| The problem |
The entries below should be output exactly as written.
---
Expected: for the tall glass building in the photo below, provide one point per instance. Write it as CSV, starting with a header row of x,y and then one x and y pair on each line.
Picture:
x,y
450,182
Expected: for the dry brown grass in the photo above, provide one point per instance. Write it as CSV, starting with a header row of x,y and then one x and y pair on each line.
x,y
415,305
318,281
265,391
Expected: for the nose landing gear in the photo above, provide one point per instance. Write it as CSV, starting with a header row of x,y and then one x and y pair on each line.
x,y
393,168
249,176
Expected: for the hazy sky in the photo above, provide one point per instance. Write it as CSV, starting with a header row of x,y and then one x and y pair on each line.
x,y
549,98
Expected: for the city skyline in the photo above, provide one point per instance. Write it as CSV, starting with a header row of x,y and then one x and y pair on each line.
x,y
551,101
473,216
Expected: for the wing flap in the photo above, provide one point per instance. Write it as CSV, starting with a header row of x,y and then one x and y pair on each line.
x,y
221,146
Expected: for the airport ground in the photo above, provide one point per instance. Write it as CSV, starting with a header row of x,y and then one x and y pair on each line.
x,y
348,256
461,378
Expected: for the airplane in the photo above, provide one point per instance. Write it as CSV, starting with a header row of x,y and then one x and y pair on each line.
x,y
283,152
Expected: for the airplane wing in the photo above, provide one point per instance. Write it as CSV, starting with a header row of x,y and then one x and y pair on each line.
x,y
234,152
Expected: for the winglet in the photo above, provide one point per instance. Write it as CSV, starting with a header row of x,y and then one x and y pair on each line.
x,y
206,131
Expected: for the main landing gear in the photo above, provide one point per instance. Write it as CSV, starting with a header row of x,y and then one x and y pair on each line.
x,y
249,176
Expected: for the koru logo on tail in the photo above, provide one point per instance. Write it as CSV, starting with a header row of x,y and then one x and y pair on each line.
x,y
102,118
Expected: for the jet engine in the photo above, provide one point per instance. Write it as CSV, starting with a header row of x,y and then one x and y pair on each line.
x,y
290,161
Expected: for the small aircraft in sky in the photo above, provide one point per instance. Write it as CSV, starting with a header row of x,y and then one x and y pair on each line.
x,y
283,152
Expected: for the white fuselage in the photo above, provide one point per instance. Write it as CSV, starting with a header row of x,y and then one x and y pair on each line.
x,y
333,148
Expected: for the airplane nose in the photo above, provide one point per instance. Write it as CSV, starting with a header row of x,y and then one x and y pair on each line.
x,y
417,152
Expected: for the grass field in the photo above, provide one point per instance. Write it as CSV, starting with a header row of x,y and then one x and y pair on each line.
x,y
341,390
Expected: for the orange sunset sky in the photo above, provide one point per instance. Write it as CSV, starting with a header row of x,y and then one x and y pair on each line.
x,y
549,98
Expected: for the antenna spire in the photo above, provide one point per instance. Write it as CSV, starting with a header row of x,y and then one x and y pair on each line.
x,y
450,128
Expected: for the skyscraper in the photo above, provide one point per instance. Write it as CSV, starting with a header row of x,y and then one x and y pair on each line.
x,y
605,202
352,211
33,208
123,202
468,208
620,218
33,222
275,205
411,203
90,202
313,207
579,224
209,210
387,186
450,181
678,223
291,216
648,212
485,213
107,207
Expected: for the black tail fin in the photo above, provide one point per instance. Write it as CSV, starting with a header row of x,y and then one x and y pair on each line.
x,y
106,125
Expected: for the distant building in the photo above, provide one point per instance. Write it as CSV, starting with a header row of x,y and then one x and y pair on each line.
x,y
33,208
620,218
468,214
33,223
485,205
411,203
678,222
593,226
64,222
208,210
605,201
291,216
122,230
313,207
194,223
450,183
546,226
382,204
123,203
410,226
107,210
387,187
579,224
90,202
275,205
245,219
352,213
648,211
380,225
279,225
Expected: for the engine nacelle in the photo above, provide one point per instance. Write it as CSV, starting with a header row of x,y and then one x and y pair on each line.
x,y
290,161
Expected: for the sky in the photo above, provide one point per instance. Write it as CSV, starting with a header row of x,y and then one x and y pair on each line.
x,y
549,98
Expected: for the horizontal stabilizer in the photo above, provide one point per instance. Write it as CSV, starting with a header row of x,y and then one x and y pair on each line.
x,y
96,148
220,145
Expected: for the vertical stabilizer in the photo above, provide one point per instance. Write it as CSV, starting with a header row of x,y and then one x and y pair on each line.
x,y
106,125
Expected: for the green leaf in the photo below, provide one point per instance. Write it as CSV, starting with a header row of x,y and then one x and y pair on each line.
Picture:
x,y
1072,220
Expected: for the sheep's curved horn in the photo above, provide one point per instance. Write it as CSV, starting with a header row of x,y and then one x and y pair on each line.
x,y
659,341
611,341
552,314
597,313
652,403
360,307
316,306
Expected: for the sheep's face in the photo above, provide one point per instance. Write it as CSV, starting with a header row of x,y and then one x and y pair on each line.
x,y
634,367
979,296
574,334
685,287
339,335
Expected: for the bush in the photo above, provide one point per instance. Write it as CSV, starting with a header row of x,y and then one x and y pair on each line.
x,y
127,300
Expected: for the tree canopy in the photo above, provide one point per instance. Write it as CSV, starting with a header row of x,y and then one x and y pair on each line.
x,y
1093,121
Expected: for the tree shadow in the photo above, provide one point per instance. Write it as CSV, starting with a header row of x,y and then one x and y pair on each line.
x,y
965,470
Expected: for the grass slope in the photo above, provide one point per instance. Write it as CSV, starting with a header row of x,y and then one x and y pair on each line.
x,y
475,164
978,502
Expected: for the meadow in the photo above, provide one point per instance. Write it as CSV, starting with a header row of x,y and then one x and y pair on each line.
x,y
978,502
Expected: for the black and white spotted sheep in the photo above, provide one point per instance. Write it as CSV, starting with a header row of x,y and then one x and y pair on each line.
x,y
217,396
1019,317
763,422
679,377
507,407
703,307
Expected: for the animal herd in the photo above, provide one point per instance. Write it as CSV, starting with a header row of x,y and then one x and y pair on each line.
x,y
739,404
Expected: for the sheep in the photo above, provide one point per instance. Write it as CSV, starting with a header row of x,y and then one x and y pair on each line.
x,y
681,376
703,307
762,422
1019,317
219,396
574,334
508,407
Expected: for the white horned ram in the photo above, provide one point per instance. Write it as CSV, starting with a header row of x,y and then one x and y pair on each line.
---
| Answer to the task |
Expected: for the tall glass building in the photo below, provide one point per instance. Write it as CSV, starting with a header row of x,y and then one x and y pair on each line.
Picture:
x,y
450,182
Expected: for the dry brown grass in the photo above, provide one point per instance. Write it as CSV, starting with a header row of x,y and then one x and y pair on each line.
x,y
415,305
318,281
265,391
Expected: for the nose landing gear in the photo above, provide one point per instance. Write it as CSV, starting with a header row of x,y and then one x and y pair on each line.
x,y
393,168
249,176
Expected: for the hazy sky in the photo above, provide one point per instance. Write it as CSV, starting with a header row of x,y and then one x and y pair on each line.
x,y
549,98
Expected: for the city skyline in the photo above, provide one point per instance. Write it as CSV, starting with a header row of x,y and then one x and y pair on each line.
x,y
551,101
473,216
Expected: for the wing flap in the photo above, provide one point per instance. Write it as CSV, starting with a header row of x,y and then one x and y pair on each line.
x,y
221,146
Expected: for the airport ground in the photo above, provide one point per instance. Write it as CSV, starting with a header row of x,y and then one x and y pair on each line.
x,y
348,256
461,378
Expected: for the airplane in the photo above, provide one point per instance. Write it as CSV, starting with a header row of x,y and then one x and y pair on each line.
x,y
283,152
Expected: for the airplane wing in the photo above, provide one point per instance. Write it as CSV, starting with a header row of x,y and then one x and y pair on each line.
x,y
234,152
Expected: for the winglet in the photo above, provide one point per instance. Write it as CSV, starting with a header row of x,y and then one x and y pair on each line.
x,y
206,131
Expected: for the main landing gear in the photo above, provide one point per instance. Write it as CSV, starting with a header row of x,y and then one x and y pair on each line.
x,y
249,176
Expected: for the koru logo on tail in the photo above, provide one point per instance. Write it as CSV, starting with a header row of x,y and then one x and y pair on each line.
x,y
102,118
Expected: for the jet engine in the photo above, provide one point per instance. Write it as CSV, starting with a header row of x,y and then one x and y pair on each line.
x,y
290,161
Expected: for the small aircraft in sky in the photo above, provide one point per instance. Write it as CSV, starting with a header row of x,y and then one x and y pair on each line.
x,y
283,152
Expected: for the white fuselage in the photo above, provide one point per instance. Write it as CSV, starting with a header row of x,y and then one x and y pair on each line.
x,y
333,148
Expected: for the airplane nose in the photo above, provide one point per instance. Write it as CSV, starting with a header row of x,y and then one x and y pair on each line.
x,y
417,152
Expected: for the grass field in the photo above, provide one point per instance. Write it as CSV, starting with a header row of x,y and then one x and y pair on each line.
x,y
341,390
Expected: for the orange sunset sky in the photo above, provide one point per instance. Write it as CSV, starting with a header row of x,y and then one x and y pair on each line.
x,y
549,98
Expected: for the antenna spire in the photo above, provide one point per instance. Write it as CSV, starting with a header row of x,y and then one x and y pair on each line.
x,y
450,128
Expected: for the skyscraper in the photo above, provide one point per instance. Write it as CSV, starting with a header row of x,y and then one x and y pair on each line.
x,y
605,202
352,211
33,208
123,202
468,208
620,218
33,222
275,205
411,203
90,202
313,207
579,224
209,210
387,186
450,181
678,223
291,216
648,212
485,213
107,207
Expected: for the black tail fin in the photo above, provide one point per instance. Write it as CSV, starting with a header row of x,y and then one x and y pair on each line.
x,y
106,125
Expected: for the distant building in the photo above, provide one point per instance. Write it as CSV, starting with a header row of x,y and then one x and y pair on each line.
x,y
33,208
620,218
468,214
33,223
485,205
411,203
678,222
593,226
64,222
208,210
605,201
291,216
122,230
313,207
194,223
450,183
546,226
382,204
123,203
410,226
107,210
387,187
579,224
90,202
275,205
245,219
352,213
648,211
380,225
279,225
Expected: for the engine nacelle in the photo above, provide one point per instance. Write it as CSV, starting with a header row of x,y and then one x and y pair on each line.
x,y
290,161
Expected: for the sky in the photo above, provide one point per instance. Write it as CSV, starting with a header row of x,y and then one x and y pair on each line.
x,y
549,98
Expected: for the horizontal stabilizer in the photo above, provide one point per instance. Write it as CSV, starting with a header row of x,y and then one x and y pair on each line.
x,y
96,148
220,145
Expected: for the vertical stabilizer in the photo above, provide one point per instance. Write it as CSV, starting with a header row of x,y and then one x and y pair on each line.
x,y
106,125
Expected: for the green leaf in the photo below, provide one point per instance. Write it as CSV, starting with a header row of x,y and then one x and y pair on each line.
Picture:
x,y
1072,220
Expected: for the sheep's curved horn in the photo above, provide one point per instance. Write it as CSV, starting with a header row of x,y and then one x and y pair on each line.
x,y
659,341
611,341
552,314
597,313
652,403
360,307
316,306
Expected: for the sheep's face in the photo above, provide one point per instance. Write it as CSV, starting with a header row of x,y and then one x and y pair on each line.
x,y
634,367
979,296
574,334
685,287
339,335
Expected: for the bush in the photo above, provide one point per instance. Write it as CSV, starting with a header row of x,y and then one x and y pair on each line.
x,y
127,300
Expected: for the tree canopy in the photo above, provide one point per instance. Write it as CSV, starting with a header row of x,y and then one x and y pair on each line.
x,y
1093,121
Expected: for the tree shadow in the photo above, provide one point per instance. Write it as CSV, starting with a header row of x,y and then one x and y pair on each line.
x,y
965,470
Expected: for the grass slope in the photo above, provide one point per instance. Write it as CSV, starting with a header row of x,y and then one x and y pair on each line.
x,y
475,164
978,502
Expected: for the meadow in the photo above, provide one point per instance. Write it as CSV, starting with a header row of x,y and then one x and y pair on each line.
x,y
978,502
Expected: for the black and white spotted sheep in the photo above, provide one point per instance. Write it as CSV, starting with a header row of x,y and then one x and y pair on each line.
x,y
217,396
1019,317
763,422
679,377
507,407
703,307
Expected: for the animal herd in the photo above, provide one point per instance. Write it as CSV, starting with a header row of x,y and then one x and y pair on each line.
x,y
739,404
Expected: for the sheep in the photo above, provide one point per instance. Write it as CSV, starting with a header row of x,y and then one x and y pair on each line.
x,y
681,376
703,307
762,422
1019,317
219,396
574,334
508,407
Expected: for the white horned ram in the photo above, provide one point per instance. Write it as CSV, starting with a header row of x,y and then one x and y pair on each line.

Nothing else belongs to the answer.